Find and copy the lines in the records beneath this task that contain the word "given".

----- Records for processing

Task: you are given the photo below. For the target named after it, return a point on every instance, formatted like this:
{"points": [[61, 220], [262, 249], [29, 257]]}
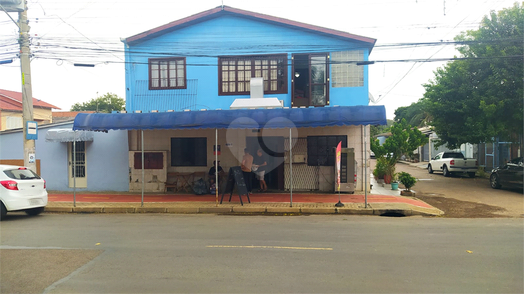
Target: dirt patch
{"points": [[454, 208]]}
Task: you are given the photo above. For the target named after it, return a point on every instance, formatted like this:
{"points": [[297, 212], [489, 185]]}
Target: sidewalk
{"points": [[380, 201]]}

----------

> _Solution below_:
Task: you are given the photo below. For the target named after it, return a point on every instance, formatted like this:
Task: you are given the photo above. For the target named after it, return a point on every instance, formatted like this:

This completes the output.